• [Aim]:
Print the lines of the items below unchanged, from the line with "Flashcard prompt: The jagged" to the line with "[0,130,316,436]", including both of those lines and nothing else.

• [Extracted entries]:

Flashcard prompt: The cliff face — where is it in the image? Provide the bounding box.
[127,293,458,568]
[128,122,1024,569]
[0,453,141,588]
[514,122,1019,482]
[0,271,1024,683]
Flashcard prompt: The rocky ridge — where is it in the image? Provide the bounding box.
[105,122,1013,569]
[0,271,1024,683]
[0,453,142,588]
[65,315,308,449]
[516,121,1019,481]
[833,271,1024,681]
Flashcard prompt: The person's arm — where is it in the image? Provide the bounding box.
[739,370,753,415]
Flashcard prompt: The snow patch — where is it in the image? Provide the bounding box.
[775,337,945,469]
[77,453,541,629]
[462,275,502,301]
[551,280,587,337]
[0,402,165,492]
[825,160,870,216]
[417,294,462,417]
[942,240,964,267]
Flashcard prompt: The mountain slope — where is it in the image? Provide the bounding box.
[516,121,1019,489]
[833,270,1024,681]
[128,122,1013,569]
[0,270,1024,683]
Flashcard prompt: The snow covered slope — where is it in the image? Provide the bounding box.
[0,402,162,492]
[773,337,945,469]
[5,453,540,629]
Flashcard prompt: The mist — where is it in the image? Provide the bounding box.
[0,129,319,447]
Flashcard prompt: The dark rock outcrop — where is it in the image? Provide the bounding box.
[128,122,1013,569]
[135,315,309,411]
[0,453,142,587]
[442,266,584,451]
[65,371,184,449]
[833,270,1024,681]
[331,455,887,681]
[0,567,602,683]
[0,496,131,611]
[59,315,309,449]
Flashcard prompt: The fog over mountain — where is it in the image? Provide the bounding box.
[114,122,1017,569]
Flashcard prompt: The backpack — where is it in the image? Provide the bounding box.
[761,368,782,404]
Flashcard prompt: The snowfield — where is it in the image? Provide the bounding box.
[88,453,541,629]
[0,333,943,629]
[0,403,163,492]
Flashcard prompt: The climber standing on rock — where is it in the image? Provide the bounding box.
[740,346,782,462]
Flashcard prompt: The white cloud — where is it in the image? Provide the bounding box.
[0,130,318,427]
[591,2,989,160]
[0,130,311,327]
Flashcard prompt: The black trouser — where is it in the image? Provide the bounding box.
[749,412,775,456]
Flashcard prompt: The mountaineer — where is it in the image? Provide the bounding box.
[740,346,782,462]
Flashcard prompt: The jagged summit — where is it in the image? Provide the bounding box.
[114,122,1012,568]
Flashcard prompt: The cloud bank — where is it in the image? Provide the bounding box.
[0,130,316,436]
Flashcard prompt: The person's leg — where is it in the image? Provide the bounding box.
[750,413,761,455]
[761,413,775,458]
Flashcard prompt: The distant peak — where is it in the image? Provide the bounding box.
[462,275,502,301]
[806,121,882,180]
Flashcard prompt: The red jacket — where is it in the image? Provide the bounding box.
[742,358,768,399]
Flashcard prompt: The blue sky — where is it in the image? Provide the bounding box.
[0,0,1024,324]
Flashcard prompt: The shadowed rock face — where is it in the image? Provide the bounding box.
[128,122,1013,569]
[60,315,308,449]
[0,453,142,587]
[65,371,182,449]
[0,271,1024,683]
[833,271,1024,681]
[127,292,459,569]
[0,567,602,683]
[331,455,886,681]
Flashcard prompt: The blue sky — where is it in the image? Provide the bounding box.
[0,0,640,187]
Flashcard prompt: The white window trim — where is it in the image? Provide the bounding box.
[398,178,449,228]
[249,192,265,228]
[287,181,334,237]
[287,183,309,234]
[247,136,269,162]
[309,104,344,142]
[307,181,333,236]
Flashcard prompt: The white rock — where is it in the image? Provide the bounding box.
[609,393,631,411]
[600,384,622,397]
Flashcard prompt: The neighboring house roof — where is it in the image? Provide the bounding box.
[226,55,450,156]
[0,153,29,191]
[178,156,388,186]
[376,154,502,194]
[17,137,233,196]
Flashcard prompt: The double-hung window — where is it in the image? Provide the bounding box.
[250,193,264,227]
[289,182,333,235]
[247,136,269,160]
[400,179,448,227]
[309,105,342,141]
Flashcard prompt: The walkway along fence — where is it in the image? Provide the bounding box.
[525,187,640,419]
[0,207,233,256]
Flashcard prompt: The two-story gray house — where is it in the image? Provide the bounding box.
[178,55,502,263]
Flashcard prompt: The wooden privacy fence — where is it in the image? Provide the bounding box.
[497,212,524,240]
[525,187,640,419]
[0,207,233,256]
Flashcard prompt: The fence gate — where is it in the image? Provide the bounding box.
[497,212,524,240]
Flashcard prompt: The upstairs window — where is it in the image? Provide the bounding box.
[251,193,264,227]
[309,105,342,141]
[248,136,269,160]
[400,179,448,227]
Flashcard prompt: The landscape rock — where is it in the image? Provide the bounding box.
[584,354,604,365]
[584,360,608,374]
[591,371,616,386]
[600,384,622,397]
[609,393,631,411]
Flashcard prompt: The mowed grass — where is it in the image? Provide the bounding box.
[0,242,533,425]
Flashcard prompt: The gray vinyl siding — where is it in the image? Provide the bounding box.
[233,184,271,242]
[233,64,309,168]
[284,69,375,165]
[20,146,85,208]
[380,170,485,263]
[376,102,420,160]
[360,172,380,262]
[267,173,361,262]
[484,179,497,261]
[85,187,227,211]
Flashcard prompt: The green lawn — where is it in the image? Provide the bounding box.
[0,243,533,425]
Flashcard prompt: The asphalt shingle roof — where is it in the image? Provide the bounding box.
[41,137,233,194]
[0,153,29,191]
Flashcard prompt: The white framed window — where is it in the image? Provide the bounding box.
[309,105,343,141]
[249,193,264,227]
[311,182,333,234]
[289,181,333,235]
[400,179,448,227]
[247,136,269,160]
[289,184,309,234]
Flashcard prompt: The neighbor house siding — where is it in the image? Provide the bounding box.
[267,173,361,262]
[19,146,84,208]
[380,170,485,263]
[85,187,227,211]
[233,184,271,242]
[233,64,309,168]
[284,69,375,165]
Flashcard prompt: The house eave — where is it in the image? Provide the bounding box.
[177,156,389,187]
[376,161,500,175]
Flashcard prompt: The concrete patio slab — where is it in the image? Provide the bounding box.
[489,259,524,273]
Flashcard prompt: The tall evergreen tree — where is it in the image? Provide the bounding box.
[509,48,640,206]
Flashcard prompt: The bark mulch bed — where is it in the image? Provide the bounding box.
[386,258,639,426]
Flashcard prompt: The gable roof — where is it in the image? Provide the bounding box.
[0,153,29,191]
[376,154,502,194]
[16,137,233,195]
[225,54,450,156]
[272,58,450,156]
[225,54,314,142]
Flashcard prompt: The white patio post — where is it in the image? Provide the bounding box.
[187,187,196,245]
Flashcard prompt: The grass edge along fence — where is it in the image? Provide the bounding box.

• [Solution below]:
Flashcard prompt: The jagged summit — where is it in the image? Provide the bounding box.
[114,122,1012,568]
Flashcard prompt: The cloud bank — where is it in the image? Provide the bounding box.
[0,130,316,436]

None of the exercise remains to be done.